→ TASK REQUIREMENTS: Determine how many lines in the material hold the string "cloud", then reply with that number only.

= = = = = = =

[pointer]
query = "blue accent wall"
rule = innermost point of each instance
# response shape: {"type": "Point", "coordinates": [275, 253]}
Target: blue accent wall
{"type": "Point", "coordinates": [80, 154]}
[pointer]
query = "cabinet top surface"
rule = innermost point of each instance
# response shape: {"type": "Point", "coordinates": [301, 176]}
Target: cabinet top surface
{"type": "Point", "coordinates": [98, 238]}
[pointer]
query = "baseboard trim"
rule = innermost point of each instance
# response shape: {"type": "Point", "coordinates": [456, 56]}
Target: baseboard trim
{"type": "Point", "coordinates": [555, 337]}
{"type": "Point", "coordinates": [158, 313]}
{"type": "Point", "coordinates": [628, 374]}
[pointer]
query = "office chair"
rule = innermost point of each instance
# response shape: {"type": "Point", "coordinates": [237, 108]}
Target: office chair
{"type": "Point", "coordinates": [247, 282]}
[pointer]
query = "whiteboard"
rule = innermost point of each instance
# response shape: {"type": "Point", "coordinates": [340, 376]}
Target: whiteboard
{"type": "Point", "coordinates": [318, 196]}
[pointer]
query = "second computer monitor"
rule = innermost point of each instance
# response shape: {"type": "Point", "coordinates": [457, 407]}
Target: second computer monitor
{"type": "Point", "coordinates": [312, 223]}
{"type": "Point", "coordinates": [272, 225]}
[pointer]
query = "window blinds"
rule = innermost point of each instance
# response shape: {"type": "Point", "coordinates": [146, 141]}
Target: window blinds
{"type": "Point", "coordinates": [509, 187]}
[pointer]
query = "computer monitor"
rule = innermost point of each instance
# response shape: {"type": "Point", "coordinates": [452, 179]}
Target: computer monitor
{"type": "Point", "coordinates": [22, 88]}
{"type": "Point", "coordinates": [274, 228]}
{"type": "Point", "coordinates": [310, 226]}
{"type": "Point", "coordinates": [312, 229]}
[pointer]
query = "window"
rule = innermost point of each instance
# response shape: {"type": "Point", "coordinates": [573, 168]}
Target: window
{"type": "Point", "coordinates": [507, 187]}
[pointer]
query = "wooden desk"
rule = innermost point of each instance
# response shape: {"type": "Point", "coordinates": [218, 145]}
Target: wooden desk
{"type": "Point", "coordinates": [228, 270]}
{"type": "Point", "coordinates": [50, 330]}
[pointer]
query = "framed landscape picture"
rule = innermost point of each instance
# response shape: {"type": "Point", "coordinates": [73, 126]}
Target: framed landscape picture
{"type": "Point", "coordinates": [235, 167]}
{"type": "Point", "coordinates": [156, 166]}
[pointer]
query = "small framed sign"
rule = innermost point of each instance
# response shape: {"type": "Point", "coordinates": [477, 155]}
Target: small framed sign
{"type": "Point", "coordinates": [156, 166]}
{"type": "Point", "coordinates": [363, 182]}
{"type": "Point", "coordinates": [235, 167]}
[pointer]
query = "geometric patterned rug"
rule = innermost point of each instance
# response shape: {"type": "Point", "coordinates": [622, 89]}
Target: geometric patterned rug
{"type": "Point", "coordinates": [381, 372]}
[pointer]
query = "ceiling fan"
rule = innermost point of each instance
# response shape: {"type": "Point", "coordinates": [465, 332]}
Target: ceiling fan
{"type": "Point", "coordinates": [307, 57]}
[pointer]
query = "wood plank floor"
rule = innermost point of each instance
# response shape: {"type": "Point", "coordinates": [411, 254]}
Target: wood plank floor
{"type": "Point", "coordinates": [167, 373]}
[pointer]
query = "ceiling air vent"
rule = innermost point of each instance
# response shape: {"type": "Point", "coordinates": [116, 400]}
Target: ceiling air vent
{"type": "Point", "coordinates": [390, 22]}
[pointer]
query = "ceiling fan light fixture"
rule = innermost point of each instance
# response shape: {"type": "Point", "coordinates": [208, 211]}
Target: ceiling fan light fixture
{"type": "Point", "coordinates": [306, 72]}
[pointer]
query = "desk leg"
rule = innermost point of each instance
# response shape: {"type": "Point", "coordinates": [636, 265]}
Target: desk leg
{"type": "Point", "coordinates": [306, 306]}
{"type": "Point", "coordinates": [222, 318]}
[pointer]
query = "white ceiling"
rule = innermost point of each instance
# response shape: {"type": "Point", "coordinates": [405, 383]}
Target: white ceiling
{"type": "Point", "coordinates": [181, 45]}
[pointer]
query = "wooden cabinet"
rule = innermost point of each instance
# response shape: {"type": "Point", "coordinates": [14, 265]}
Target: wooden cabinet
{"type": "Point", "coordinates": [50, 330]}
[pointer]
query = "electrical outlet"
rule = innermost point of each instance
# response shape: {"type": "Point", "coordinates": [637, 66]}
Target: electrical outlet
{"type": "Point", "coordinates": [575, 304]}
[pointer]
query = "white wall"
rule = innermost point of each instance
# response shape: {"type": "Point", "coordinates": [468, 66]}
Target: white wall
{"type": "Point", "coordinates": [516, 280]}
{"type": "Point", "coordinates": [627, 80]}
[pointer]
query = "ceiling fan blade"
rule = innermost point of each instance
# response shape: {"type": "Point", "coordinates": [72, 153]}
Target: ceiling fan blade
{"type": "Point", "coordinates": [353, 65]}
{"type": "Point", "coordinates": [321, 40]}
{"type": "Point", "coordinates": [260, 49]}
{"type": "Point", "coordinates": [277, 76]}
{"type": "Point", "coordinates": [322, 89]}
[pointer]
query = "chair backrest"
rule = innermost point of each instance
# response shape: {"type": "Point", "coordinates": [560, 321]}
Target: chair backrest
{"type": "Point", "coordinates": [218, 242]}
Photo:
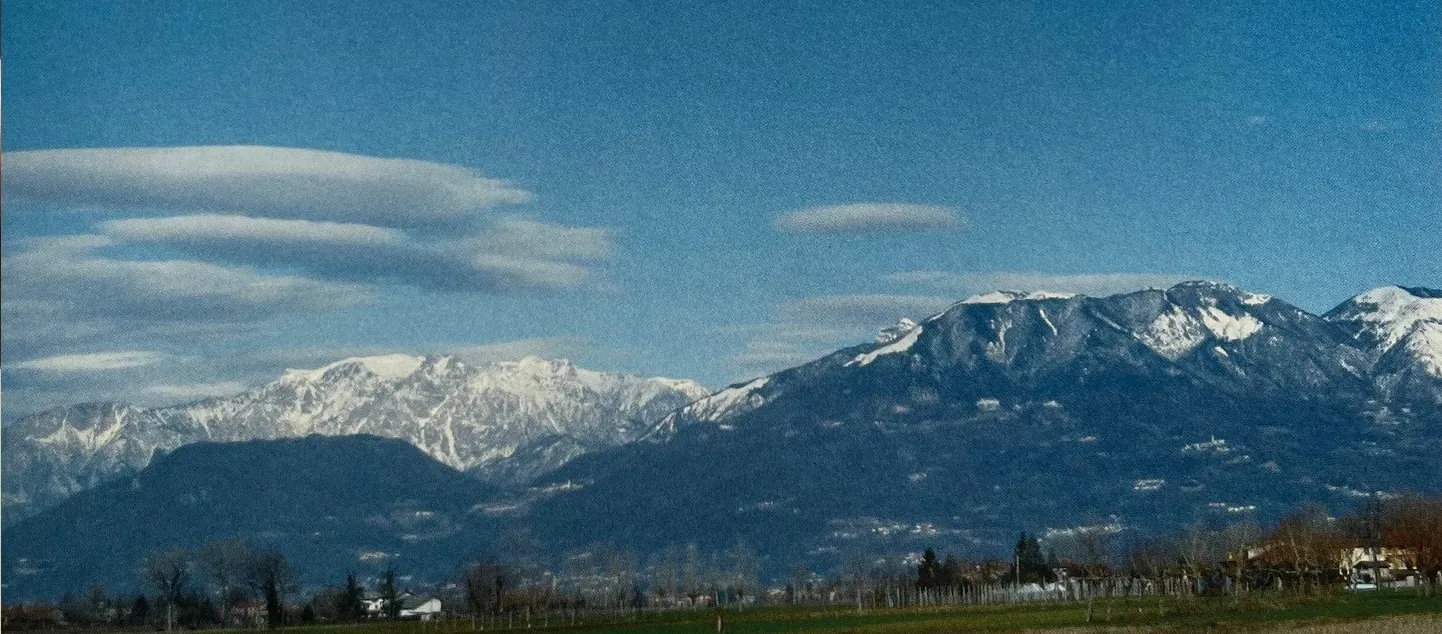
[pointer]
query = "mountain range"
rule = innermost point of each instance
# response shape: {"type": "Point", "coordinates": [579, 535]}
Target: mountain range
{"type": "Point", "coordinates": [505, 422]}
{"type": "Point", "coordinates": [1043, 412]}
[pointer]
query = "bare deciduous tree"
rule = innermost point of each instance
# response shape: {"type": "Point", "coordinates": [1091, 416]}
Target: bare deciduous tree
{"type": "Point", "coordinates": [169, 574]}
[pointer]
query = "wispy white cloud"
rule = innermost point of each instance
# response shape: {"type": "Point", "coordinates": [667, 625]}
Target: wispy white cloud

= = = = = = =

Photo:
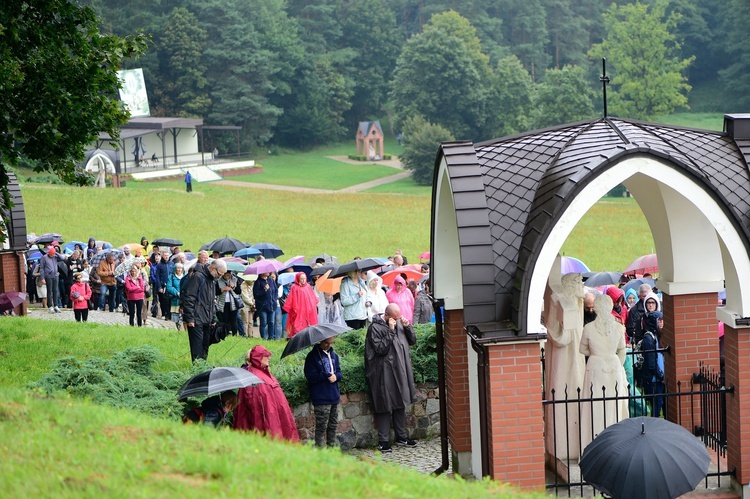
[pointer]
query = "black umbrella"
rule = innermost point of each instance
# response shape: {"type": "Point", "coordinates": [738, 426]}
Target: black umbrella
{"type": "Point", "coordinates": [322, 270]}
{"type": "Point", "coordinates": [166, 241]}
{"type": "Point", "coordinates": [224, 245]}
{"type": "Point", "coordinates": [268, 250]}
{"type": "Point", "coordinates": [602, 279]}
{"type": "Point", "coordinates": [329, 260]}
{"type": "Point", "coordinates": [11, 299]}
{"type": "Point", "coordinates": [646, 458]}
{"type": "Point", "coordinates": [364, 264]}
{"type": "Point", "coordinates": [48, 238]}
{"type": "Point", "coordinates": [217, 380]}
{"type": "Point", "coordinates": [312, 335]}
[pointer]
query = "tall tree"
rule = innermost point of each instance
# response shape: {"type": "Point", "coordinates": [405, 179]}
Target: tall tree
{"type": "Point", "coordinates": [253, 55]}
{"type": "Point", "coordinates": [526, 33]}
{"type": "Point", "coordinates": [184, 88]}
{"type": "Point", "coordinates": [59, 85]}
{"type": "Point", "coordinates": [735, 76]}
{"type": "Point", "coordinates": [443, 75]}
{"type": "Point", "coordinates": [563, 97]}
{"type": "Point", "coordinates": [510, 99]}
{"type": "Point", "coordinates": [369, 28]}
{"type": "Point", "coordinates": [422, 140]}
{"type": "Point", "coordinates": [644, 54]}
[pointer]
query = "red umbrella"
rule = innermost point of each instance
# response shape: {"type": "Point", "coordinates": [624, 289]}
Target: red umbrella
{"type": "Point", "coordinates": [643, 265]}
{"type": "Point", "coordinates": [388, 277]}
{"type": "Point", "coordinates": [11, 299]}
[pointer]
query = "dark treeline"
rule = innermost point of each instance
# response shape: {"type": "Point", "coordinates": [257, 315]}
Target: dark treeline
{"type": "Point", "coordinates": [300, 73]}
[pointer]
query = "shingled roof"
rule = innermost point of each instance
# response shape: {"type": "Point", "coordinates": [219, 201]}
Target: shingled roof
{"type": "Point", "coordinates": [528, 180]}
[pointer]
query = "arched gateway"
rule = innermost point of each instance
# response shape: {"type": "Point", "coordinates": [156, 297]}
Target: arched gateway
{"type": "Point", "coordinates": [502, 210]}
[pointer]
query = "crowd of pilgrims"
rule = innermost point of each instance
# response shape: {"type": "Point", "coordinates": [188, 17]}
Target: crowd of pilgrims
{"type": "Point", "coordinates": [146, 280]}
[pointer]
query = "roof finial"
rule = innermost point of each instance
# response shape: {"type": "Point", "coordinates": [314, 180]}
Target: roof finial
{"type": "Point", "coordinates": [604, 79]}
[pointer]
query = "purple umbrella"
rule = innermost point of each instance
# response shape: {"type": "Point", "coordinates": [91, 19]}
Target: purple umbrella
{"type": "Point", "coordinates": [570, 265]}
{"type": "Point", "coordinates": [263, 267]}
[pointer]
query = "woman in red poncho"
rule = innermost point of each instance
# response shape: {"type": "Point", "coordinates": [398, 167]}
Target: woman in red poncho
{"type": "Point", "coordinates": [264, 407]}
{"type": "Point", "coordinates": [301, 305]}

= = = = = = =

→ WRITTEN SOLUTION: 2